(Excerpts from point annotation data)
— Start —
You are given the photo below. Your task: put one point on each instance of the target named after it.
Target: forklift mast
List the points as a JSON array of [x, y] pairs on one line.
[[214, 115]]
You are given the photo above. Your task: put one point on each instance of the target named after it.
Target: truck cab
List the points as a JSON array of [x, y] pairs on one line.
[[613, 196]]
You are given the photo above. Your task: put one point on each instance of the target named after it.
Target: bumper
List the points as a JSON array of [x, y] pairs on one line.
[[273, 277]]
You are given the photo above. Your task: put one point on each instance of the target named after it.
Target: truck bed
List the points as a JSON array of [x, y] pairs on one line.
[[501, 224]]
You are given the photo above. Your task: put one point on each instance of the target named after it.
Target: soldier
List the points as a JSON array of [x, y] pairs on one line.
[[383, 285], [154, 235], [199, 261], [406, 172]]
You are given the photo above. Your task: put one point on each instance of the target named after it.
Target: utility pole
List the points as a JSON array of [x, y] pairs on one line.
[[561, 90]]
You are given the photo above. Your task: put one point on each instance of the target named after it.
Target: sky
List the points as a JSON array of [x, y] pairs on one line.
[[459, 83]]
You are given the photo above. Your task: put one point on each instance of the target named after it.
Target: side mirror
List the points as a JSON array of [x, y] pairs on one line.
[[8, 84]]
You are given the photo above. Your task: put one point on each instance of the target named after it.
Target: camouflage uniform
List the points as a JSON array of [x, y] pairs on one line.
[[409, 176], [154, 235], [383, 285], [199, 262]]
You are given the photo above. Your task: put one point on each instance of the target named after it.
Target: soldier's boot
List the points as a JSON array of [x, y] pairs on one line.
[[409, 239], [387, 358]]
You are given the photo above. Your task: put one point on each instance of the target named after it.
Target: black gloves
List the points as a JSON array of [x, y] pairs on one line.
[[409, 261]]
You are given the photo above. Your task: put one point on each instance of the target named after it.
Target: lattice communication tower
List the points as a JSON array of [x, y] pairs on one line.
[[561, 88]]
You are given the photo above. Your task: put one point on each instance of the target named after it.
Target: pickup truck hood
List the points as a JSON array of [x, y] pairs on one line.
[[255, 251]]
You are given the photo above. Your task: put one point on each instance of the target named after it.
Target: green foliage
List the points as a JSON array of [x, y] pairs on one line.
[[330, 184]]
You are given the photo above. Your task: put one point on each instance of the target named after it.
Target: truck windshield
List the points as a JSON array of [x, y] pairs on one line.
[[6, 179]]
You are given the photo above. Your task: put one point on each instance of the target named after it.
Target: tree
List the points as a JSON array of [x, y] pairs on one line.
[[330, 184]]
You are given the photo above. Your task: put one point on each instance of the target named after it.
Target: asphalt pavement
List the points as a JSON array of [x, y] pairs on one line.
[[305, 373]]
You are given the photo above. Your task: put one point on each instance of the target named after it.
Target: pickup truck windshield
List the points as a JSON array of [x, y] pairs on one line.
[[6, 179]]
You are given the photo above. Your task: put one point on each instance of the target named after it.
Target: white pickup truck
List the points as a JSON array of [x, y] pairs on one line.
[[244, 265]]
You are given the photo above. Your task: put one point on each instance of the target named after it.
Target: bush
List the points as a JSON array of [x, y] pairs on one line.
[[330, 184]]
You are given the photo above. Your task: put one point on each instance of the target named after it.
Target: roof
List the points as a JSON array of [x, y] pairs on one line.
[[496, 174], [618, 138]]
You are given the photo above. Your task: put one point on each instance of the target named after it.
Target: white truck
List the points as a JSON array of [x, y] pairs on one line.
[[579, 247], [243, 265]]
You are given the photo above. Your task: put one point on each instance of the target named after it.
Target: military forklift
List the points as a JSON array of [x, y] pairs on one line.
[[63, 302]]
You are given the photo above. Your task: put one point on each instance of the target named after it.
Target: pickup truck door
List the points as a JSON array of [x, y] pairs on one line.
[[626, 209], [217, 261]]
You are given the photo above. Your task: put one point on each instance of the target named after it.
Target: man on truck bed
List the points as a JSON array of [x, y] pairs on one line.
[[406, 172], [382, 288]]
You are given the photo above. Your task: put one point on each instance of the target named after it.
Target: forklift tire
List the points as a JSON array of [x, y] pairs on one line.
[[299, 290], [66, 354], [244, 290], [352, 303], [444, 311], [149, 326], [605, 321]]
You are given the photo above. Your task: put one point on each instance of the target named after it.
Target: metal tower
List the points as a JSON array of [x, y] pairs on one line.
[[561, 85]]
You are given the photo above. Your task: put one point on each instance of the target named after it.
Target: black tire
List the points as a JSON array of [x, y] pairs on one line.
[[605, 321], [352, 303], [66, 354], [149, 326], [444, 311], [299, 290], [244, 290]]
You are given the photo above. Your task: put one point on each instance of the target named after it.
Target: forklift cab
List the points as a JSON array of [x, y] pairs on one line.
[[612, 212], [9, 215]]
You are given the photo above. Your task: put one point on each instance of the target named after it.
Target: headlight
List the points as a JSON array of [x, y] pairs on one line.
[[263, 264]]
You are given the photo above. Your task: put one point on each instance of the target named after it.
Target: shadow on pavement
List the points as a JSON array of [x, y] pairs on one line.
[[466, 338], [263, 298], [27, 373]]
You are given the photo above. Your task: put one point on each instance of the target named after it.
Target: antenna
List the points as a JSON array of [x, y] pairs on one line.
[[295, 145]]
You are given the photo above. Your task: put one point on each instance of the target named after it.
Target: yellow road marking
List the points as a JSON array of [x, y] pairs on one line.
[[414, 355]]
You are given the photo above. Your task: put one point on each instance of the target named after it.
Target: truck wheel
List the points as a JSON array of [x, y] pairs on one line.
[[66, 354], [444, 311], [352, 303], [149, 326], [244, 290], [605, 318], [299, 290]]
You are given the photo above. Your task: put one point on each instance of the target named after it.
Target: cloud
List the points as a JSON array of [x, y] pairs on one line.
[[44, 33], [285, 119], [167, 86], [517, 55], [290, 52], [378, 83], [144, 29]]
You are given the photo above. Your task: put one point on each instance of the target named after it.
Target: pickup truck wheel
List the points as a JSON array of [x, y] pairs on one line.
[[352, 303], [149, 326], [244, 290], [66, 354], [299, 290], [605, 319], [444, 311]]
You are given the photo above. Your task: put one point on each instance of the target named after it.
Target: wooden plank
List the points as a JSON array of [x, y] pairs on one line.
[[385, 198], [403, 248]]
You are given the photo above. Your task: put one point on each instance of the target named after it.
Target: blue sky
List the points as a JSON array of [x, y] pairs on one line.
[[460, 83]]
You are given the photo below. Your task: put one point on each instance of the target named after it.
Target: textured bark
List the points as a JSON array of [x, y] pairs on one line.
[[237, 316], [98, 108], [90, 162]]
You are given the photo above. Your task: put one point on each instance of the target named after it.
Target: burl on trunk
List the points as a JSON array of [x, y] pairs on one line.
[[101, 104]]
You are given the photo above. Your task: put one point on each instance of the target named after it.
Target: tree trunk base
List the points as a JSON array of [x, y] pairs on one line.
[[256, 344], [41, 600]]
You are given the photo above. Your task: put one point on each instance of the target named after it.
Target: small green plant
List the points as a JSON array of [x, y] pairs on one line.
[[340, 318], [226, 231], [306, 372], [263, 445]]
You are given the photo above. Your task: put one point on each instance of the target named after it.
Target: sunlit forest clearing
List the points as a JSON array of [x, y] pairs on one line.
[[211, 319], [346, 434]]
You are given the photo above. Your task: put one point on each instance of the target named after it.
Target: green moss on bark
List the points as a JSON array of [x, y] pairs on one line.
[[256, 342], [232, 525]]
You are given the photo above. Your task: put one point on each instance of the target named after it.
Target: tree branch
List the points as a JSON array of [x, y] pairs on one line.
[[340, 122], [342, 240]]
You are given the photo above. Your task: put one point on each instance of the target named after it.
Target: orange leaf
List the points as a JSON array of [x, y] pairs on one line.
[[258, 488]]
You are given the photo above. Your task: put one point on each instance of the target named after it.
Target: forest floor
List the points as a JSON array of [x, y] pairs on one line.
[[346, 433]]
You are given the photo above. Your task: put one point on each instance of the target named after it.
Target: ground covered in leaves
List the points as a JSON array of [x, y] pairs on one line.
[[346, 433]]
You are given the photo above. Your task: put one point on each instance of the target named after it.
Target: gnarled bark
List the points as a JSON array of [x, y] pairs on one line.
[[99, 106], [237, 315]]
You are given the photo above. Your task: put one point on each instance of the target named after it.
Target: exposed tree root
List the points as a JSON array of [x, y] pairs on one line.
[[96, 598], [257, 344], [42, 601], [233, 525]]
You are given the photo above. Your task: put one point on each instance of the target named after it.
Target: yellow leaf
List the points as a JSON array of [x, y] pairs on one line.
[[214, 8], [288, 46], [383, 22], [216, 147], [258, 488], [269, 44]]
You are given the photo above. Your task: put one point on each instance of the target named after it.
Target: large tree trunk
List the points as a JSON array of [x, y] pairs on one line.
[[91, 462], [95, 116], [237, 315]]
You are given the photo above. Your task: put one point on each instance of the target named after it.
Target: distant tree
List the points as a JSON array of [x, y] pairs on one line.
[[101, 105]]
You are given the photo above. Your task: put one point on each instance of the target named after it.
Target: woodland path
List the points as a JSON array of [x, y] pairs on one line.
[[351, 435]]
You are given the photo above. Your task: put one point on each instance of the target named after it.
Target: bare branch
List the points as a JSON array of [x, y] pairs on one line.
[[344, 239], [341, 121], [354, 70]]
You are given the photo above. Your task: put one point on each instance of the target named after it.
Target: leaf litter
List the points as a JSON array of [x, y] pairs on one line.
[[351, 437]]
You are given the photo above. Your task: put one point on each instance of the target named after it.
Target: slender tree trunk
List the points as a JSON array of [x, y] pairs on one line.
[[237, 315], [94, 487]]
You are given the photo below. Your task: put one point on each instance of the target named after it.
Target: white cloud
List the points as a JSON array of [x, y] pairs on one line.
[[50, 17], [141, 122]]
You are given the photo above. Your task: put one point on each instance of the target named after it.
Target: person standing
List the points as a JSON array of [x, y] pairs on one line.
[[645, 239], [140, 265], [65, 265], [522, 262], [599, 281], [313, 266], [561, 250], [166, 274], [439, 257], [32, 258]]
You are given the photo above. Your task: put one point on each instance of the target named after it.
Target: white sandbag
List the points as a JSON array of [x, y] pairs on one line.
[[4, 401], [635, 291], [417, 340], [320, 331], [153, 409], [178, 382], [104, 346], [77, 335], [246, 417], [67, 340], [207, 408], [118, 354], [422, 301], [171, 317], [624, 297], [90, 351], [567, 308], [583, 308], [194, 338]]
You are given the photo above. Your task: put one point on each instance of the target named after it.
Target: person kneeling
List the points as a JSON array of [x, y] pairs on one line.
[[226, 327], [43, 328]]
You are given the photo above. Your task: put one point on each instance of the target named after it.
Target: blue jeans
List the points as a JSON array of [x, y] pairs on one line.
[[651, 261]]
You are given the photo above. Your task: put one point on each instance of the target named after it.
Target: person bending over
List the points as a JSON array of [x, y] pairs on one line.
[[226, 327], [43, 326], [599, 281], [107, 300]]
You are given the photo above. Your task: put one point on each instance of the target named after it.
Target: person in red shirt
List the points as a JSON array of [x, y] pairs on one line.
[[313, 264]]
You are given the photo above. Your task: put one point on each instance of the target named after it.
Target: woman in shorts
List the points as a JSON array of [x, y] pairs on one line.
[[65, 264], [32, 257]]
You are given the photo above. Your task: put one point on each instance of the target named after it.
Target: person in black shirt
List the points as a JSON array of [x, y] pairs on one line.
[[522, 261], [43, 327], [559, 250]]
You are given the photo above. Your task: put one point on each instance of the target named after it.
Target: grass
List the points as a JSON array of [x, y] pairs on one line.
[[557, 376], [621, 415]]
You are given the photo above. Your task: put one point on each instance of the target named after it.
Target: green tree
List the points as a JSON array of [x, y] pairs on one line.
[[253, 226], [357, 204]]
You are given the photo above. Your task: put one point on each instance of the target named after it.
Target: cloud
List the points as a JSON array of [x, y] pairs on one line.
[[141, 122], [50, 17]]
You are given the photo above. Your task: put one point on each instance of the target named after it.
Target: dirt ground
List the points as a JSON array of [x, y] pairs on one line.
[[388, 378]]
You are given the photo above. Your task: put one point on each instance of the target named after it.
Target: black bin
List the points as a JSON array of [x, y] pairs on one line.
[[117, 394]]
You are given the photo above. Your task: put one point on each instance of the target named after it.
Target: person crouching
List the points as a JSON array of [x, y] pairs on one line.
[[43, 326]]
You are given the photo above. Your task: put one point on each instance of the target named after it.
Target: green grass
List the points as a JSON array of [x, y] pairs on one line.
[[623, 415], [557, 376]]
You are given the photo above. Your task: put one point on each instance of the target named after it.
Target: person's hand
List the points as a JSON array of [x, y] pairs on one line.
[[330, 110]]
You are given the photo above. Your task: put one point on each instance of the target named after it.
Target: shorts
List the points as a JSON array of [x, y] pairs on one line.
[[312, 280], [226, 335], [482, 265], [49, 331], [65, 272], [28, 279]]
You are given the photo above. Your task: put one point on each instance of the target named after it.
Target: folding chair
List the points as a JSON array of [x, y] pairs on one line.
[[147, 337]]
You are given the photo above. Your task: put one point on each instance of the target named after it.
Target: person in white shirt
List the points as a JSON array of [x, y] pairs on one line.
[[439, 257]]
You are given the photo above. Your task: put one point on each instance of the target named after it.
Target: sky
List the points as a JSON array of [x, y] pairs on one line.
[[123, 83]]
— End —
SHORT TASK
List every line from the records above that contains the word "tire", copying each line in full.

ANSWER
Target: forklift tire
Target: black tire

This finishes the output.